* Geforderte Aufgabe
Schreiben Sie die Zeilen von der Zeile mit „Please trace the outline of every instance of the sandy“ bis zur Zeile mit „182], [0, 194]]]“ unverändert ab, wobei beide Zeilen dazugehören.
- - - - -
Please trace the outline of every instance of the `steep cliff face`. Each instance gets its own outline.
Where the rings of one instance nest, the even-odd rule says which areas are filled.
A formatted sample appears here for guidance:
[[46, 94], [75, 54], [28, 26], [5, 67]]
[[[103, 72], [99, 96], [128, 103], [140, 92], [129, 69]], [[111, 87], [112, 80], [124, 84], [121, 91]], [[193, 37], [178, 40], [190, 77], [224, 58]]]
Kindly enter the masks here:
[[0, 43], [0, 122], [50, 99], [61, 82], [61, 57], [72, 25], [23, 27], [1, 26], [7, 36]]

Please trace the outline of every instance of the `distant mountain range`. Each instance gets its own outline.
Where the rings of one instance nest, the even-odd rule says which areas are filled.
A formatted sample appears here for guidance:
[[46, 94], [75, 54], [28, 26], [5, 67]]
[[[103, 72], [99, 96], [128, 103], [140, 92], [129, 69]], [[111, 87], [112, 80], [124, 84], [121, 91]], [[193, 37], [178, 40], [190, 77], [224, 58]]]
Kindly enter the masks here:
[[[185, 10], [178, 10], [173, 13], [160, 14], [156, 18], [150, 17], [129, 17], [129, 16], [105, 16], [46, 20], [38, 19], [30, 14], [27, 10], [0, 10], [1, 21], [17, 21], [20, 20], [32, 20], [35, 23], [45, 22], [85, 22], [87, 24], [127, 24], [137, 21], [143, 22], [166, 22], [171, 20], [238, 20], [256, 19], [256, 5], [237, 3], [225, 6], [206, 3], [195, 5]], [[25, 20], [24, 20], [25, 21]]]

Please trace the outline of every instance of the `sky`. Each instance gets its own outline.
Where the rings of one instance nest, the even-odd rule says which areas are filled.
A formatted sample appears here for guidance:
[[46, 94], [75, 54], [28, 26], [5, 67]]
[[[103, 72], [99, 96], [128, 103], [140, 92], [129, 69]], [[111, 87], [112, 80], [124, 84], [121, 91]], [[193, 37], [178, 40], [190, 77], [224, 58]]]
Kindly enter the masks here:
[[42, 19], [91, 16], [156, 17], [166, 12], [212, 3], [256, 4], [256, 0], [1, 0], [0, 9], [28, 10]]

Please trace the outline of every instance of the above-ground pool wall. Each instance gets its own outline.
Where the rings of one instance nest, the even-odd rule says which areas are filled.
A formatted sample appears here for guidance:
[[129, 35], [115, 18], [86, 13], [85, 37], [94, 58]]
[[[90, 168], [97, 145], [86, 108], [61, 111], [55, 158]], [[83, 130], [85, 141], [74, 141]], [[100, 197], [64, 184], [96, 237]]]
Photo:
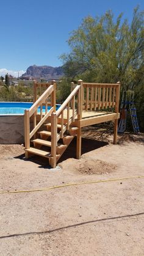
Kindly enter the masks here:
[[24, 143], [24, 115], [0, 116], [0, 144]]

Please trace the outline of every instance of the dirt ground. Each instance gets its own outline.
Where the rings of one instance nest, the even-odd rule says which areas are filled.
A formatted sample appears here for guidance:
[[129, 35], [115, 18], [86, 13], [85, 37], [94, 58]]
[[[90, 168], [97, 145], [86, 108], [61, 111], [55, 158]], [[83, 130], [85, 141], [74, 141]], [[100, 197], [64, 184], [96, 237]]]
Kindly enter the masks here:
[[[117, 145], [104, 128], [83, 136], [81, 159], [74, 140], [54, 169], [26, 160], [21, 145], [1, 145], [0, 191], [144, 176], [143, 135], [120, 136]], [[143, 185], [133, 178], [0, 194], [0, 255], [144, 255]]]

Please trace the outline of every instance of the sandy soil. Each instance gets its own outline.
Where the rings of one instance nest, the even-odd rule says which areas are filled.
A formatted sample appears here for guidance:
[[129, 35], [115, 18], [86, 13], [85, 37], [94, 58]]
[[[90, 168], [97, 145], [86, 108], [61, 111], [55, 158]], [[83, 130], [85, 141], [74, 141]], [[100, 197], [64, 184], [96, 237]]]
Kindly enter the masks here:
[[[99, 133], [85, 130], [81, 159], [74, 158], [74, 141], [54, 169], [40, 158], [26, 160], [21, 145], [1, 145], [0, 191], [144, 176], [143, 136], [127, 134], [114, 145], [110, 133]], [[0, 255], [143, 255], [143, 182], [0, 194]]]

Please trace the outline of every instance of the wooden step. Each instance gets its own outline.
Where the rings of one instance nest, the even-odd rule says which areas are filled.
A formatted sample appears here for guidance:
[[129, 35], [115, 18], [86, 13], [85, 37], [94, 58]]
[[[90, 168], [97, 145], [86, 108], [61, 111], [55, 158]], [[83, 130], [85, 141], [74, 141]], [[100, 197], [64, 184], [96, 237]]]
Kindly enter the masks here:
[[74, 137], [73, 136], [69, 136], [69, 135], [63, 137], [62, 138], [63, 144], [68, 145], [71, 143], [73, 137]]
[[[45, 123], [45, 125], [46, 127], [51, 127], [51, 123]], [[57, 123], [57, 128], [58, 128], [59, 129], [61, 129], [61, 125], [59, 125], [59, 123]]]
[[49, 158], [51, 157], [51, 154], [50, 152], [48, 152], [47, 151], [41, 150], [38, 148], [31, 147], [29, 149], [25, 149], [26, 152], [30, 153], [32, 155], [38, 155], [41, 156], [44, 156], [47, 158]]
[[63, 153], [65, 151], [67, 147], [67, 145], [60, 144], [57, 146], [57, 153], [58, 155], [62, 155]]
[[40, 144], [47, 147], [51, 147], [51, 141], [45, 141], [44, 139], [33, 139], [32, 141], [34, 142], [34, 146], [36, 145], [35, 144]]
[[46, 140], [49, 137], [51, 136], [51, 131], [38, 131], [38, 133], [40, 134], [40, 139]]
[[77, 133], [78, 130], [78, 127], [70, 127], [69, 131], [70, 134], [71, 136], [76, 135]]
[[47, 136], [51, 136], [51, 132], [48, 131], [38, 131], [38, 133], [42, 135], [46, 135]]

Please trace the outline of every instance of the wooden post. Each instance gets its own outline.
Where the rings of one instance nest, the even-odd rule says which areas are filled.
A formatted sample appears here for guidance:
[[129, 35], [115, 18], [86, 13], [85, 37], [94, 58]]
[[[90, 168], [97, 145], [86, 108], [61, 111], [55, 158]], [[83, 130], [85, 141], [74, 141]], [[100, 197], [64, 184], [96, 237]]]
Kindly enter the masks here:
[[[83, 107], [83, 95], [84, 95], [84, 88], [83, 88], [83, 81], [82, 80], [78, 81], [79, 84], [81, 85], [80, 88], [80, 101], [79, 104], [80, 104], [79, 113], [77, 115], [77, 120], [80, 120], [82, 119], [82, 107]], [[81, 158], [81, 147], [82, 147], [82, 135], [81, 135], [81, 128], [79, 127], [77, 133], [77, 141], [76, 141], [76, 158]]]
[[[115, 112], [116, 113], [118, 113], [120, 82], [118, 82], [117, 84], [118, 84], [118, 86], [116, 88], [116, 95], [115, 95]], [[118, 119], [115, 119], [114, 121], [113, 144], [117, 144], [117, 133], [118, 133]]]
[[54, 106], [54, 112], [56, 111], [56, 82], [55, 80], [52, 81], [54, 85], [54, 92], [52, 92], [52, 103]]
[[[71, 92], [73, 92], [73, 89], [74, 89], [73, 87], [74, 87], [74, 82], [71, 82]], [[70, 108], [72, 109], [73, 108], [73, 101], [70, 102]]]
[[52, 159], [51, 166], [55, 168], [57, 165], [57, 115], [56, 112], [51, 114], [51, 156]]
[[73, 89], [74, 89], [74, 82], [71, 82], [71, 92], [73, 92]]
[[[30, 122], [29, 122], [29, 111], [25, 109], [24, 111], [24, 141], [25, 141], [25, 148], [28, 149], [30, 148]], [[26, 158], [28, 158], [27, 152], [25, 152]]]
[[83, 108], [83, 91], [84, 91], [84, 88], [83, 88], [83, 81], [82, 80], [79, 80], [78, 81], [78, 84], [79, 85], [81, 85], [81, 88], [80, 88], [80, 102], [79, 103], [79, 104], [80, 104], [80, 111], [79, 111], [79, 115], [78, 115], [78, 120], [81, 120], [82, 119], [82, 108]]
[[34, 81], [34, 103], [37, 100], [37, 82], [36, 81]]
[[117, 143], [117, 133], [118, 133], [118, 119], [114, 121], [114, 134], [113, 134], [113, 144]]
[[76, 140], [76, 158], [80, 159], [81, 156], [82, 148], [82, 131], [81, 128], [79, 128], [77, 133]]

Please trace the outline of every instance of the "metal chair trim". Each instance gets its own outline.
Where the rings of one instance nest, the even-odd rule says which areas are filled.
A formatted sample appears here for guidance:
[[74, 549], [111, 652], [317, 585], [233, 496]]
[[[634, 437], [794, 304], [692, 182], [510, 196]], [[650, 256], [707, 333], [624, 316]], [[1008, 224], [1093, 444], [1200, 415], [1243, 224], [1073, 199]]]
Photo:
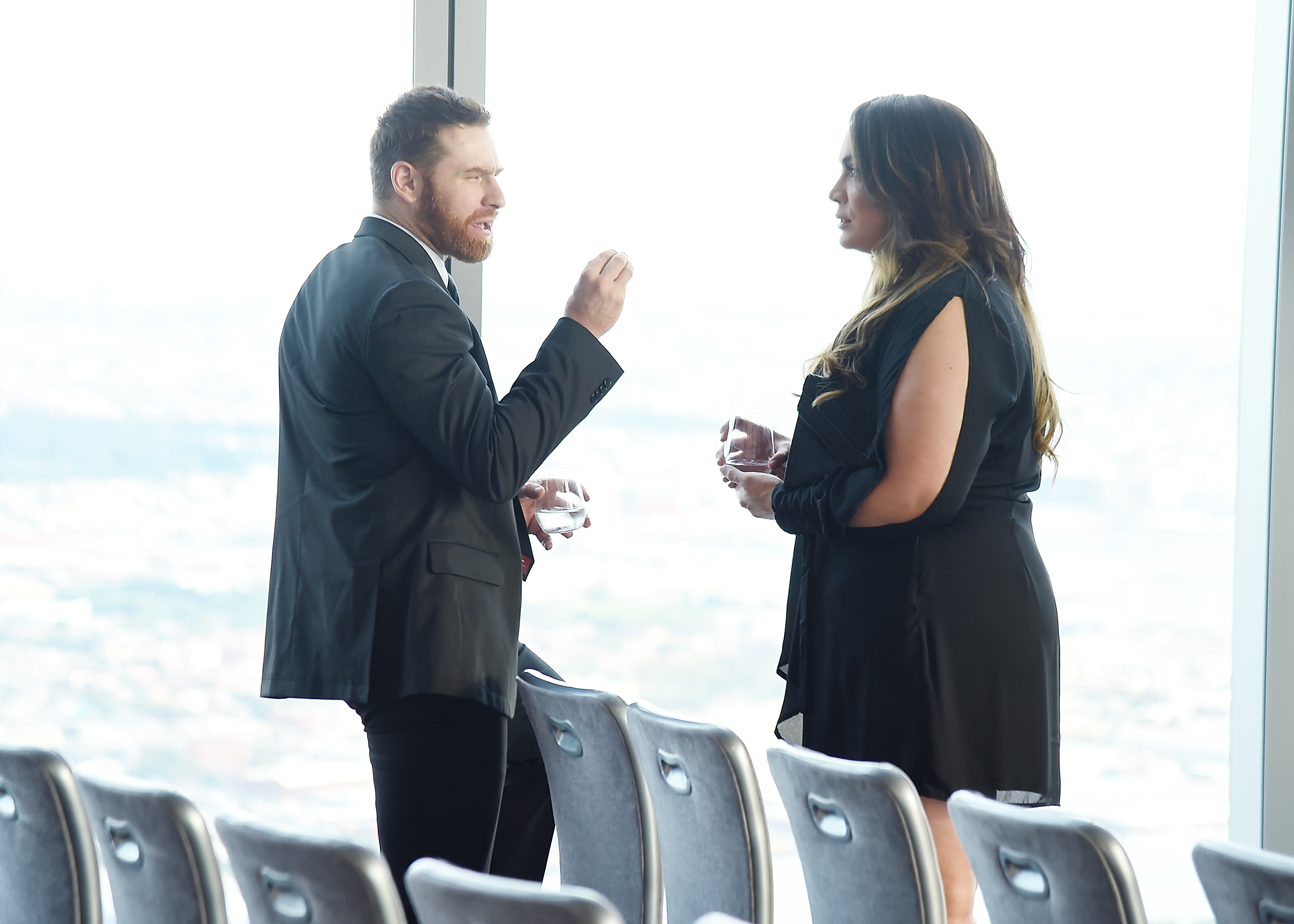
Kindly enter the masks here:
- - - - -
* Vollständige Antwort
Please trace the outline of every instance of the sandy soil. Each instance gets its own outline.
Where the rings of one instance nest, the even-odd rule says which areas are filled.
A formatted sample appears here for guidance:
[[129, 35], [115, 18], [86, 13], [85, 37], [94, 58]]
[[[90, 168], [97, 145], [86, 108], [61, 111], [55, 158]], [[83, 130], [85, 141], [74, 141]], [[100, 197], [64, 184], [96, 237]]]
Kindly enter the masks here:
[[[99, 133], [85, 130], [81, 159], [74, 158], [74, 141], [54, 169], [40, 158], [26, 160], [21, 145], [1, 145], [0, 191], [144, 176], [143, 136], [127, 134], [114, 145], [110, 133]], [[0, 255], [143, 255], [143, 182], [0, 194]]]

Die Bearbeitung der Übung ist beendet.